* **Given exercise**
Format every line of the records below as a JSON list of strings, one string per line, leaving out blank lines and the pictures.

— BEGIN Supplied entries —

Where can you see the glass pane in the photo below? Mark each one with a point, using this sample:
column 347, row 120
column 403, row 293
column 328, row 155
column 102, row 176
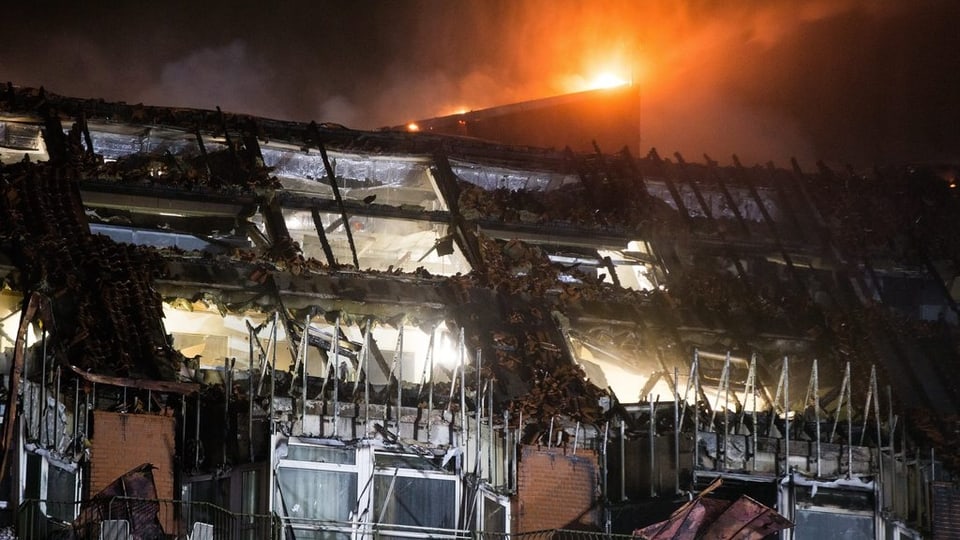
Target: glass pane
column 400, row 461
column 419, row 502
column 312, row 494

— END Supplied entries —

* **Response**
[
  "Where can you see the glass pane in the photo below? Mark each one with a point, using this sample:",
  "column 347, row 120",
  "column 403, row 293",
  "column 328, row 155",
  "column 102, row 176",
  "Target: glass pane",
  "column 400, row 461",
  "column 419, row 502",
  "column 312, row 494"
]